Saved data entries:
######
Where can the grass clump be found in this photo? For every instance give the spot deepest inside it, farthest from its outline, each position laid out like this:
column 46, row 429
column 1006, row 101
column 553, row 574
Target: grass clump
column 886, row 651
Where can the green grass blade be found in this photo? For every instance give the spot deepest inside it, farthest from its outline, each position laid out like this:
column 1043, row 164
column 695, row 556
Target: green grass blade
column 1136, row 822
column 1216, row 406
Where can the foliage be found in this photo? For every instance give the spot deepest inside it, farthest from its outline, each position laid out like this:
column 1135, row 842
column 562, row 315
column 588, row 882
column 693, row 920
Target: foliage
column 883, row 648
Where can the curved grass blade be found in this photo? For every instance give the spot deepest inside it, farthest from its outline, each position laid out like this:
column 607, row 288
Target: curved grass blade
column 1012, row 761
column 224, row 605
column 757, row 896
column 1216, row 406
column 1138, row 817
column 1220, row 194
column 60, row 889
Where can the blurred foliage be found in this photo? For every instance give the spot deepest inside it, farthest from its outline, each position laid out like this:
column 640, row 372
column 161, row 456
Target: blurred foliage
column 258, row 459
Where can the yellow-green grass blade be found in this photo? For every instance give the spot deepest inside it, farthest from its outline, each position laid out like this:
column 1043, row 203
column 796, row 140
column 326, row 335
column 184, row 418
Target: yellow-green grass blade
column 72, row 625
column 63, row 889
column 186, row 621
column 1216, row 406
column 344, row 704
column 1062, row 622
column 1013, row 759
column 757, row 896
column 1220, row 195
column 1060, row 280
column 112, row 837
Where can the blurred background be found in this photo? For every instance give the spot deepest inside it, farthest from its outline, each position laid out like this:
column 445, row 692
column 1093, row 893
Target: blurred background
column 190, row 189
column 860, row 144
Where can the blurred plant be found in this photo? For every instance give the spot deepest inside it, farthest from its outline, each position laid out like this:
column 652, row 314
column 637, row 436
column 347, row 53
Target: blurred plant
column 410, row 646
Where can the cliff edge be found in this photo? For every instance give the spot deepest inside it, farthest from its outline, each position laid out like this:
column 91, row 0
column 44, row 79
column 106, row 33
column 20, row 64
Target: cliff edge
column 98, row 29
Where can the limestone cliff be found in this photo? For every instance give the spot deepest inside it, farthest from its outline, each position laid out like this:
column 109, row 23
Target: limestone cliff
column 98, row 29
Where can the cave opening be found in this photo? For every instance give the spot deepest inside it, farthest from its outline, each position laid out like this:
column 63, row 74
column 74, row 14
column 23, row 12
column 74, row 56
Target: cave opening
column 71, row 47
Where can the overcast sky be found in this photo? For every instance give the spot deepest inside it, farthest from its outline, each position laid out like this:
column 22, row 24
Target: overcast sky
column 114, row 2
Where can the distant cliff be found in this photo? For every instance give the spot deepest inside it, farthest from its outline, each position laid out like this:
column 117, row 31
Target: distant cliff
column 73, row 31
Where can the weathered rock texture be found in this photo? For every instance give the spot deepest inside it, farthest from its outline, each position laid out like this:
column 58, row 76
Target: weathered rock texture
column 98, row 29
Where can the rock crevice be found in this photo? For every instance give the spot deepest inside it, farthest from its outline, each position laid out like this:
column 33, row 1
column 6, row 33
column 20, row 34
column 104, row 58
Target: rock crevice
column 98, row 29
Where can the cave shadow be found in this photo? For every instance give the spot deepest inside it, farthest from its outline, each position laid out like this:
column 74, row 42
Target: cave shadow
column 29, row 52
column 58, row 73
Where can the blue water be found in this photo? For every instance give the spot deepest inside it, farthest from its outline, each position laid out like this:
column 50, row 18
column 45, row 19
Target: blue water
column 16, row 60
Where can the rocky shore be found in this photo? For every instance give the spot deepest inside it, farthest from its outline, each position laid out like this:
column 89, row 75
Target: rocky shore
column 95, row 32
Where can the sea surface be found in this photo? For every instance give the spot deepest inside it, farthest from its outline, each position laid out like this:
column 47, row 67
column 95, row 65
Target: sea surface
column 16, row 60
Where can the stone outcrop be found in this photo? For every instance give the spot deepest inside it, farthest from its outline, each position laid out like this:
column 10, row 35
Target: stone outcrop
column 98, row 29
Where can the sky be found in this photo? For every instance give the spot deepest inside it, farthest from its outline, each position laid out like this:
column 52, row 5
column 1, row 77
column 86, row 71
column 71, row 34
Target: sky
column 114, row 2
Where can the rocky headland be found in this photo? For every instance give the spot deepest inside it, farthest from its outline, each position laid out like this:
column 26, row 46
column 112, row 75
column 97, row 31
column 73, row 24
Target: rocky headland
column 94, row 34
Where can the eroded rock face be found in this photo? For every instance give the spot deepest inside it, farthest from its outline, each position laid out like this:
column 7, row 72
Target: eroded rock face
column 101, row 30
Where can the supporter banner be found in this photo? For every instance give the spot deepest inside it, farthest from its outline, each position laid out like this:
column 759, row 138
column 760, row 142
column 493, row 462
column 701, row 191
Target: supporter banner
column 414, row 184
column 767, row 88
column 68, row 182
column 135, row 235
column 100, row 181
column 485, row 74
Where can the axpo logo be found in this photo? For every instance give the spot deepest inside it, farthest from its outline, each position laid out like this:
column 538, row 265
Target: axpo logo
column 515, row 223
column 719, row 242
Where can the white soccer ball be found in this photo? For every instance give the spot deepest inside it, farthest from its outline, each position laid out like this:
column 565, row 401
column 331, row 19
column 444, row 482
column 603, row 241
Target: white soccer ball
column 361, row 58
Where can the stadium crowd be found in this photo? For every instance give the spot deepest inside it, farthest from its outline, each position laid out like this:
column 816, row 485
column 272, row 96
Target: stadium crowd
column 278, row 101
######
Repeat the data in full, exactly as supplied.

Where can the grass clump be found in this photo? For every instance give the spot deepest inside it, farthest from its outline, each position laid out like this:
column 46, row 429
column 1006, row 101
column 553, row 574
Target: grass clump
column 886, row 651
Where can the green grass blade be found in this photo? For every instance give the spot deepest inside it, farthest from its outline, each position laid out like this:
column 1043, row 164
column 695, row 556
Target: green grass blade
column 1136, row 822
column 1216, row 406
Where can the foliage be found in this photo? For every instance give the spot deepest inside it, farthest from its outline, each position laid out like this:
column 1135, row 842
column 562, row 315
column 588, row 882
column 693, row 920
Target: foliage
column 883, row 648
Where can the curved grass blade be found in this photo? For every instance give the spot deepest inside it, farthest from its outline, each position laid out like this:
column 607, row 288
Target: curved grass blade
column 1012, row 761
column 224, row 605
column 757, row 896
column 1216, row 406
column 1138, row 817
column 1220, row 194
column 60, row 889
Where can the blurred foliage be found in this photo? For every instance give the spot deepest inside it, farthest from its outline, each position laid out like this:
column 640, row 372
column 161, row 456
Target: blurred foliage
column 258, row 459
Where can the yellow-green grass blade be found in this photo? For every instance give the spot deepest inside it, farthest from its outline, each position laid out like this:
column 1043, row 203
column 796, row 140
column 326, row 335
column 184, row 418
Target: yellow-green grass blade
column 72, row 625
column 63, row 889
column 186, row 621
column 1216, row 406
column 344, row 704
column 1062, row 622
column 1013, row 759
column 757, row 896
column 1220, row 195
column 1060, row 280
column 112, row 837
Where can the blurred background be found in this photo? For every instance give the spot deepest inside it, farthest from its outline, each position laid out like this:
column 445, row 692
column 1093, row 893
Target: blurred background
column 190, row 189
column 860, row 144
Where can the blurred plant be found in this photo? For every instance give the spot deepest inside it, farthest from its outline, each position laid out like this:
column 652, row 314
column 637, row 436
column 347, row 53
Target: blurred plant
column 410, row 646
Where can the cliff edge be found in this photo? For every instance give the spot deepest inside it, farthest from its outline, each position laid out like this:
column 91, row 0
column 44, row 79
column 106, row 33
column 20, row 64
Target: cliff edge
column 98, row 29
Where can the limestone cliff be found in this photo? For every instance give the spot deepest inside it, farthest from its outline, each position laid out like this:
column 109, row 23
Target: limestone cliff
column 98, row 29
Where can the cave opening be found in this photo? For every instance give the spot deepest inside it, farthest from its outline, each position laid out like this:
column 63, row 74
column 74, row 14
column 23, row 12
column 74, row 56
Target: cave opening
column 71, row 47
Where can the overcast sky be found in this photo? For every instance give the spot deepest inside it, farthest from its outline, each position laid out like this:
column 22, row 24
Target: overcast sky
column 114, row 2
Where can the distant cliff be found in this photo? For every instance give the spot deepest inside it, farthest from its outline, each position laid out like this:
column 117, row 31
Target: distant cliff
column 73, row 31
Where can the weathered rock texture be found in this photo? For every instance give the spot deepest inside it, farthest from its outline, each position laid out like this:
column 58, row 76
Target: weathered rock texture
column 98, row 29
Where can the rock crevice be found in this photo? For every instance give the spot deepest inside it, farthest from its outline, each position laid out like this:
column 33, row 1
column 6, row 33
column 20, row 34
column 104, row 58
Target: rock crevice
column 98, row 29
Where can the cave shadow be found in this photo? For every instance give the spot deepest inside it, farthest from its outline, each position laid out like this:
column 74, row 42
Target: cave shadow
column 29, row 52
column 58, row 73
Where can the blue water be found in this photo? For every instance give the spot deepest inside it, farthest from its outline, each position laid out like this:
column 50, row 18
column 45, row 19
Target: blue water
column 16, row 60
Where can the rocky shore be found in this photo? For every instance give the spot deepest inside it, farthest from its outline, each position laid out like this:
column 89, row 75
Target: rocky shore
column 95, row 32
Where can the sea surface be found in this photo? For every instance give the spot deepest inside it, farthest from its outline, each position laid out like this:
column 47, row 67
column 95, row 65
Target: sea surface
column 16, row 60
Where can the stone outcrop be found in this photo? For every instance give the spot deepest inside it, farthest from its outline, each position laid out like this:
column 10, row 35
Target: stone outcrop
column 98, row 29
Where can the sky be found in this photo? For every instance give the spot deepest inside it, farthest from its outline, each position laid out like this:
column 52, row 5
column 1, row 77
column 86, row 71
column 71, row 34
Target: sky
column 114, row 2
Where can the rocky headland be found in this photo? For every instance give the spot deepest inside it, farthest from its outline, each position laid out like this:
column 26, row 46
column 112, row 75
column 97, row 31
column 73, row 24
Target: rocky headland
column 94, row 34
Where can the eroded rock face be found in this photo? For every instance give the spot deepest inside it, farthest from its outline, each position laid out like this:
column 7, row 72
Target: eroded rock face
column 101, row 30
Where can the supporter banner be found in this photo? For every instance give the spot deepest inside it, farthest from its outline, each position laid out like this:
column 759, row 138
column 760, row 142
column 493, row 462
column 701, row 191
Target: supporter banner
column 414, row 184
column 767, row 88
column 68, row 182
column 135, row 235
column 100, row 181
column 485, row 74
Where can the axpo logo be found in this photo? For every instance give the spot deepest inside it, farthest from its outline, each position laid out like this:
column 538, row 265
Target: axpo logo
column 515, row 223
column 719, row 242
Where can the white soccer ball be found in this photo? For every instance give the spot deepest inside it, farthest from its outline, each position laid out like this:
column 565, row 401
column 331, row 19
column 444, row 482
column 603, row 241
Target: white soccer ball
column 361, row 58
Where can the stadium crowd be found in this photo? For every instance give the spot deepest inside it, farthest from its outline, each position laid out like this:
column 816, row 485
column 272, row 96
Target: stadium crowd
column 278, row 101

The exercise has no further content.